• **AIM**
Update the entries below by replacing each "top-left" with "upper-left" and keeping every other part the same.

##### TASK MATERIAL

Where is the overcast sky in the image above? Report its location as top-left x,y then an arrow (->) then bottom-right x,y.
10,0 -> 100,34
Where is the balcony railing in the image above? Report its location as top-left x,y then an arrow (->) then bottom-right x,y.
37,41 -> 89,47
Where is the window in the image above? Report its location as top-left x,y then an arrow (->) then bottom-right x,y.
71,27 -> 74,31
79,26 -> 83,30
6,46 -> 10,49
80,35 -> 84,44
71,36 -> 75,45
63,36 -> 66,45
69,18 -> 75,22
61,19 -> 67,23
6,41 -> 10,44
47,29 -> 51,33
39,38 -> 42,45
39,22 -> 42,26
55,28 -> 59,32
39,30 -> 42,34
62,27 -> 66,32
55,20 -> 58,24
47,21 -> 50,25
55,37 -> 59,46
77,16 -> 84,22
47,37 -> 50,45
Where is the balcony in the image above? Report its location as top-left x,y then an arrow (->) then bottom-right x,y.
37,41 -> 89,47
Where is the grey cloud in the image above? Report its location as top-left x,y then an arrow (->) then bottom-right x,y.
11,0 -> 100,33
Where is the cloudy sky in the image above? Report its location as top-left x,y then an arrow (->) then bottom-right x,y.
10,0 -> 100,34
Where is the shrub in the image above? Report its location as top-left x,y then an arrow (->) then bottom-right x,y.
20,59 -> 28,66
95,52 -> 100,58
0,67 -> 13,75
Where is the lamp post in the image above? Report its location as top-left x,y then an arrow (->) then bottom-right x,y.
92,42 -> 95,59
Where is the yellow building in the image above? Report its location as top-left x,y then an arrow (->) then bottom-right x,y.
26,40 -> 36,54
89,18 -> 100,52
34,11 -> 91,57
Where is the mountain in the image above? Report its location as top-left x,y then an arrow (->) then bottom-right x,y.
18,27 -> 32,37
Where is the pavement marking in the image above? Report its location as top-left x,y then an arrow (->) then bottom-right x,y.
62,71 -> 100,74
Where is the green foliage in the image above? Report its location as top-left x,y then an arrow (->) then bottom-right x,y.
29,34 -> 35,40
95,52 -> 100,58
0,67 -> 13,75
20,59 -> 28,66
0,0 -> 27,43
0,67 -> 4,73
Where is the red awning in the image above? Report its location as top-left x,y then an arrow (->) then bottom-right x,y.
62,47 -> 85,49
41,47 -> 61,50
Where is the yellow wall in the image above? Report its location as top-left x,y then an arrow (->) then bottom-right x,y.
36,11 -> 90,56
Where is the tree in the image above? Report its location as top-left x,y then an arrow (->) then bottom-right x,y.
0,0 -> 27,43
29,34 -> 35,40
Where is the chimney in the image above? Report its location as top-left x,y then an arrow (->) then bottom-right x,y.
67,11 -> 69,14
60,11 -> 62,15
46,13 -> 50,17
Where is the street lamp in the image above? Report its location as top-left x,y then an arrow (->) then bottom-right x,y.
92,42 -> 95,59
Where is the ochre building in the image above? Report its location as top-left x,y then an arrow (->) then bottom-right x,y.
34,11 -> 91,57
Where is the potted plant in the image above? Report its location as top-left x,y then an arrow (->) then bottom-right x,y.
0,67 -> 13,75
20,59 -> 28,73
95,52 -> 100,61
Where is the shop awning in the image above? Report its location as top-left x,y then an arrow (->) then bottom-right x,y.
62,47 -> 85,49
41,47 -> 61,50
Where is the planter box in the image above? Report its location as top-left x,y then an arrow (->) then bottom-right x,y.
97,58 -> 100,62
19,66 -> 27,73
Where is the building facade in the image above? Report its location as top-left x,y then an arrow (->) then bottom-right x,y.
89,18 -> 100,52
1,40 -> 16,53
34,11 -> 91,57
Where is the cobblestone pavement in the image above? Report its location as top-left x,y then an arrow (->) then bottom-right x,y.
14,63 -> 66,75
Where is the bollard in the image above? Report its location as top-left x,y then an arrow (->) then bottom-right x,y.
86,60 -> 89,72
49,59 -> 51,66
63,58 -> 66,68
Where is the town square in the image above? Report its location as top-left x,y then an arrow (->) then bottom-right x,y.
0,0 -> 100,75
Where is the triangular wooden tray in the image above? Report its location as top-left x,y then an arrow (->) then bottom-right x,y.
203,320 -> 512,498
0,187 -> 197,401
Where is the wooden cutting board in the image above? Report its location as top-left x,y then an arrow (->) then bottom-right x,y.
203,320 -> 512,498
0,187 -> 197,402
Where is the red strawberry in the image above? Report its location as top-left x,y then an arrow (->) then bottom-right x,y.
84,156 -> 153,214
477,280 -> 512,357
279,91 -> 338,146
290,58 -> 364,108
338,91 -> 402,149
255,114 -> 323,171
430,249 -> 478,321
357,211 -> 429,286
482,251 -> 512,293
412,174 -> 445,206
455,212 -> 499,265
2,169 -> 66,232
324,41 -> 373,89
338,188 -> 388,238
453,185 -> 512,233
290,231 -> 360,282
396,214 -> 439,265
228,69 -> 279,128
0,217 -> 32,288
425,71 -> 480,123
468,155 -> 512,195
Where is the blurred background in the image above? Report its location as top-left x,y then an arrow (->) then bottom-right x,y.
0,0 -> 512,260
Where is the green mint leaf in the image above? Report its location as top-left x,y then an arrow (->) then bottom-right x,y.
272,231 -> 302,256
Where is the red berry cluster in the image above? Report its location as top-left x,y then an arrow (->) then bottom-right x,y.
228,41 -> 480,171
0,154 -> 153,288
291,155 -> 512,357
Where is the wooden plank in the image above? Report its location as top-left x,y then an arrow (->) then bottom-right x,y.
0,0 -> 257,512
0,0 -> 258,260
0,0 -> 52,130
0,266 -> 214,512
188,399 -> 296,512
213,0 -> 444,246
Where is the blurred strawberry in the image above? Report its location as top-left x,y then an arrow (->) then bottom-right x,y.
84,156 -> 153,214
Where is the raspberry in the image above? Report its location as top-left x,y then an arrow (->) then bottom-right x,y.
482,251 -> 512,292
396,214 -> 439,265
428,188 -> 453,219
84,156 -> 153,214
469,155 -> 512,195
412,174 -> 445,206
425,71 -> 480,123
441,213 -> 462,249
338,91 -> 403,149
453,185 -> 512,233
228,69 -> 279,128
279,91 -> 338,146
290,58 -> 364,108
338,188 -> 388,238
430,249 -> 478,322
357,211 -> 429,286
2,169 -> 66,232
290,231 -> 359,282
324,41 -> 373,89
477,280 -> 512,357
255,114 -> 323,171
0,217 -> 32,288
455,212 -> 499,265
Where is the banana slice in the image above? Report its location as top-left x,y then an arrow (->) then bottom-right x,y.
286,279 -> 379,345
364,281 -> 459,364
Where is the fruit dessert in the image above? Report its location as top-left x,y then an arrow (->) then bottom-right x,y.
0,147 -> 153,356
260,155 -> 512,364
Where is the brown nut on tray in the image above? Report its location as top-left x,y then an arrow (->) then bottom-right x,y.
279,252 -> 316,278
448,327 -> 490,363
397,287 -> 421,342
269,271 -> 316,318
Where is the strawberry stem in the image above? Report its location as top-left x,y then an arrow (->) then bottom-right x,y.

##########

• **SOLUTION TO THIS TASK**
Where is the overcast sky in the image above? Report its location as upper-left x,y then an arrow (->) then bottom-right x,y.
10,0 -> 100,34
Where is the balcony railing in the image above? Report its location as upper-left x,y then an arrow (->) then bottom-right x,y.
37,41 -> 89,47
Where is the window in the image above? Report its location as upper-left x,y then an arrow (->) then bottom-right x,y.
71,27 -> 74,31
79,26 -> 83,30
6,46 -> 10,49
80,35 -> 84,44
71,36 -> 75,45
63,36 -> 66,45
69,18 -> 75,22
61,19 -> 67,23
6,41 -> 10,44
47,29 -> 51,33
39,38 -> 42,45
39,22 -> 42,26
55,28 -> 59,32
39,30 -> 42,34
62,27 -> 66,32
55,20 -> 58,24
47,21 -> 50,25
55,37 -> 59,46
77,16 -> 84,22
47,37 -> 50,45
Where is the balcony in the image above? Report its location as upper-left x,y then an arrow (->) then bottom-right x,y.
37,41 -> 89,47
Where is the grey cloud in the image above? Report its location as upper-left x,y then an arrow (->) then bottom-right x,y.
11,0 -> 100,33
Where is the cloudy sky in the image above? Report its location as upper-left x,y then an arrow (->) then bottom-right x,y.
10,0 -> 100,34
Where is the shrub in the image above? Report its location as upper-left x,y then an arrow (->) then bottom-right x,y.
20,59 -> 28,66
95,52 -> 100,58
0,67 -> 13,75
Where is the lamp post in the image above? Report its location as upper-left x,y then an arrow (->) then bottom-right x,y.
92,42 -> 95,59
Where is the yellow building in the image above? Report its location as upper-left x,y then an arrow (->) then bottom-right x,y.
26,40 -> 36,54
89,18 -> 100,52
34,11 -> 91,57
Where is the mountain in the image above? Report its location as upper-left x,y then an arrow (->) then bottom-right x,y.
18,27 -> 32,37
Where is the pavement marking in the image above? Report its location as upper-left x,y then an arrow (->) then bottom-right x,y.
62,71 -> 100,74
Where is the green foliage in the image above? Report its location as upper-left x,y then an arrow (->) then bottom-right x,y.
29,34 -> 35,40
95,52 -> 100,58
0,67 -> 13,75
20,59 -> 28,66
0,0 -> 27,43
0,67 -> 4,73
Where is the red awning in the image above? Report its location as upper-left x,y then an arrow (->) then bottom-right x,y.
62,47 -> 85,49
41,47 -> 61,50
Where is the yellow wall in the image above? Report its location as upper-left x,y then an arrow (->) then bottom-right x,y.
36,11 -> 90,56
Where is the tree in the image above? Report its location as upper-left x,y then an arrow (->) then bottom-right x,y.
0,0 -> 27,43
29,34 -> 35,40
Where is the chimney in the image above? Report its location as upper-left x,y then an arrow (->) then bottom-right x,y.
67,11 -> 69,14
60,11 -> 62,15
46,13 -> 50,17
Where is the street lamp in the image above? Report its location as upper-left x,y then an arrow (->) then bottom-right x,y.
92,42 -> 95,59
Where is the ochre building in the image above? Report its location as upper-left x,y then an arrow (->) then bottom-right x,y.
34,11 -> 91,57
Where is the potted plant in the image above? Report its location as upper-left x,y then an arrow (->) then bottom-right x,y.
0,67 -> 13,75
20,59 -> 28,73
95,52 -> 100,61
Where is the shop awning in the image above? Report its location as upper-left x,y then an arrow (->) then bottom-right x,y.
62,47 -> 85,49
41,47 -> 61,50
Where is the planter box in the image above? Report its location as upper-left x,y then an arrow (->) then bottom-right x,y.
97,58 -> 100,62
19,66 -> 27,73
Where is the building facade in the image above? Report its location as upper-left x,y then an arrow (->) then bottom-right x,y.
89,18 -> 100,52
1,40 -> 16,53
34,11 -> 91,57
Where is the cobblestone pavement in the image above? Report its location as upper-left x,y then an arrow (->) then bottom-right x,y.
14,63 -> 66,75
Where is the bollard in the image above? Report its location as upper-left x,y then an arrow (->) then bottom-right x,y.
86,60 -> 89,72
49,59 -> 51,66
63,58 -> 66,68
Where is the town square in the image above? Report its location as upper-left x,y then an arrow (->) then bottom-right x,y.
0,0 -> 100,75
Where is the triangular wooden tray in the image above? Report its location as upper-left x,y then an arrow (->) then bottom-right x,y.
203,320 -> 512,498
0,187 -> 197,401
Where is the wooden cutting board in the image above? Report its location as upper-left x,y then an arrow (->) then bottom-right x,y.
203,320 -> 512,498
0,187 -> 197,402
Where is the red strawberry in the image above? Report its location as upper-left x,y then an arrow (->) then bottom-right x,y.
84,156 -> 153,214
477,280 -> 512,357
279,91 -> 338,146
290,58 -> 364,108
338,91 -> 402,149
255,114 -> 323,171
430,249 -> 478,321
357,211 -> 429,286
482,251 -> 512,293
412,174 -> 445,206
455,212 -> 499,265
2,169 -> 66,232
324,41 -> 373,89
338,188 -> 388,238
453,185 -> 512,233
290,231 -> 360,282
396,214 -> 439,265
228,69 -> 279,128
0,217 -> 32,288
425,71 -> 480,123
468,155 -> 512,195
Where is the blurred background in the image above? Report its location as upper-left x,y then an arrow (->) then bottom-right x,y.
0,0 -> 512,260
Where is the green mint leaf in the image above? Report its location as upper-left x,y then an arrow (->) then bottom-right x,y.
272,231 -> 302,256
Where is the red berry cluster in the image above? Report its location as upper-left x,y then an arrow (->) then bottom-right x,y.
228,41 -> 480,171
0,154 -> 153,288
291,155 -> 512,357
Where is the wooden plank in the image above? Report its location as upper-left x,y then an arrow (->) then bottom-right x,y.
0,0 -> 257,512
0,0 -> 258,260
0,0 -> 52,130
0,266 -> 214,512
188,399 -> 296,512
213,0 -> 444,246
Where is the blurred strawberry in the image above? Report its location as upper-left x,y then an arrow (->) then bottom-right x,y.
84,156 -> 153,214
Where is the raspberry in the image above? Report its location as upper-left x,y then an arrow (->) then bottom-right x,y.
482,251 -> 512,292
396,214 -> 439,265
428,188 -> 453,219
84,156 -> 153,214
469,155 -> 512,195
412,174 -> 445,206
425,71 -> 480,123
441,213 -> 462,249
338,91 -> 403,149
453,185 -> 512,233
228,69 -> 279,128
279,91 -> 338,146
290,58 -> 364,108
338,188 -> 388,238
430,249 -> 478,322
357,211 -> 429,286
2,169 -> 66,232
290,231 -> 359,282
324,41 -> 373,89
477,280 -> 512,357
255,114 -> 323,171
0,217 -> 32,288
455,212 -> 499,265
Where is the banana slice in the image above? Report its location as upper-left x,y then an arrow (->) then bottom-right x,y.
286,279 -> 379,345
364,281 -> 459,364
Where is the fruit dessert in the image above? Report its location as upper-left x,y then an arrow (->) then bottom-right x,y.
0,147 -> 153,356
260,155 -> 512,364
Where is the brown nut on tray in the image above? Report its location as upper-left x,y then an arrow (->) then bottom-right x,y.
279,252 -> 316,278
448,327 -> 490,363
397,287 -> 421,342
269,271 -> 316,318
Where is the strawberry stem in the image above? Report its location as upper-left x,y then an arrow (->) then bottom-right x,y.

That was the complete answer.